Point-per-instance localization data:
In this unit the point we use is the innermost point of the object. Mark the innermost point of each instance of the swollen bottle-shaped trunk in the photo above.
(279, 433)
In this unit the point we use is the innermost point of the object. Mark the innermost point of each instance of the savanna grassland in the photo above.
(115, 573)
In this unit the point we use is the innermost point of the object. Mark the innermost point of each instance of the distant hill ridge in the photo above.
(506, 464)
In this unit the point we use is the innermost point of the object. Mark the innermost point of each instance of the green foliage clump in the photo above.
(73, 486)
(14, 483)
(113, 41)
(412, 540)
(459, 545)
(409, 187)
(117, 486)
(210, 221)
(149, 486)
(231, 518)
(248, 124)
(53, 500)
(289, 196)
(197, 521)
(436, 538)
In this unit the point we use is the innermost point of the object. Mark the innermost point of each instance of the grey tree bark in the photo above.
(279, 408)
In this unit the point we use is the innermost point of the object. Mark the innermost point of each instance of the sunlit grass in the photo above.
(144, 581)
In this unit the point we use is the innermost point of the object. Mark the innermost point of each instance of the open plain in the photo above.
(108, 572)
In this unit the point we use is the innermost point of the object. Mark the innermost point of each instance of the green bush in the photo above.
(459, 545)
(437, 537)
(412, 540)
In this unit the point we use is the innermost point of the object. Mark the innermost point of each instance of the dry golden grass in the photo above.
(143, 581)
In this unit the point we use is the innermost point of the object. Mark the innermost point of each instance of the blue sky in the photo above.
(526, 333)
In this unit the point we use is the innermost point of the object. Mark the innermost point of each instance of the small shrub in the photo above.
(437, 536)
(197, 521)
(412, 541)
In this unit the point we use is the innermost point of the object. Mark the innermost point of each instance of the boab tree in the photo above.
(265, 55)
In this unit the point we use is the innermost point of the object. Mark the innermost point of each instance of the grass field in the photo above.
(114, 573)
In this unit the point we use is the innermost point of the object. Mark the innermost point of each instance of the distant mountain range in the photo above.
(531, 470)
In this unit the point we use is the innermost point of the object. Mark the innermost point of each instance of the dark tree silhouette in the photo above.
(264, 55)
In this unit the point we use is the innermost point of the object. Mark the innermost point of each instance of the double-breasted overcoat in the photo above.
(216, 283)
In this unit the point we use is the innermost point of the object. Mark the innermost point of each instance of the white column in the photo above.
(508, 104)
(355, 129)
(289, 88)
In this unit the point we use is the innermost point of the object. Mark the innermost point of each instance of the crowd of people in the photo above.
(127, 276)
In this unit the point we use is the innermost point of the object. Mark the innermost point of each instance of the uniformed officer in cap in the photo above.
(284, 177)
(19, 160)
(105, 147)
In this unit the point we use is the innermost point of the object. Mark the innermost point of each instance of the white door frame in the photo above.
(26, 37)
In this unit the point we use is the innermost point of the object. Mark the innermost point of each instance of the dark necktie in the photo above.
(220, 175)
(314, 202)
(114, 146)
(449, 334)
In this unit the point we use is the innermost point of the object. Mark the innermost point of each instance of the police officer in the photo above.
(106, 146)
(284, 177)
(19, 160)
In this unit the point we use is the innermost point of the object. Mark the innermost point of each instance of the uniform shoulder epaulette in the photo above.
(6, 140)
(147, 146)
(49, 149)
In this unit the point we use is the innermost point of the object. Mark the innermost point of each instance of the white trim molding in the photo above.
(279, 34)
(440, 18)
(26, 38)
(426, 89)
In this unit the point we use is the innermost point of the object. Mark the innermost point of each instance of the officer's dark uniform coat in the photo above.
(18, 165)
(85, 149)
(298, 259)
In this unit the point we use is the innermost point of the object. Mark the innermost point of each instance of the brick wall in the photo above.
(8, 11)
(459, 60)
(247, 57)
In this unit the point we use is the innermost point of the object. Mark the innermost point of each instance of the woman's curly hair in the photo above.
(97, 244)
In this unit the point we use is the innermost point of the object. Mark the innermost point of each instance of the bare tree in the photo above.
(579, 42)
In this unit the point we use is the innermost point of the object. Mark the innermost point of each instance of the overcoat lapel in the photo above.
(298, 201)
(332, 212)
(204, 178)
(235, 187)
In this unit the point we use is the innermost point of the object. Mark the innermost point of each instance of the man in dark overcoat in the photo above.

Required action
Write out every line, unchanged, from the one containing "bare tree in the photo above." through the closing line of the data.

Your solution
In this unit the point we use is the innermost point of the object. Mark the innermost point of each instance of the bare tree in the photo above.
(579, 42)
In this unit the point we use is the innermost point of the object. Mark the innermost point of each instance of the overcoat lapel in the photo above.
(298, 201)
(332, 212)
(204, 178)
(235, 187)
In this unit the point we use is the innermost point of the object. Mark the innermost point of each instance of the man in dark overcoat in the photo above.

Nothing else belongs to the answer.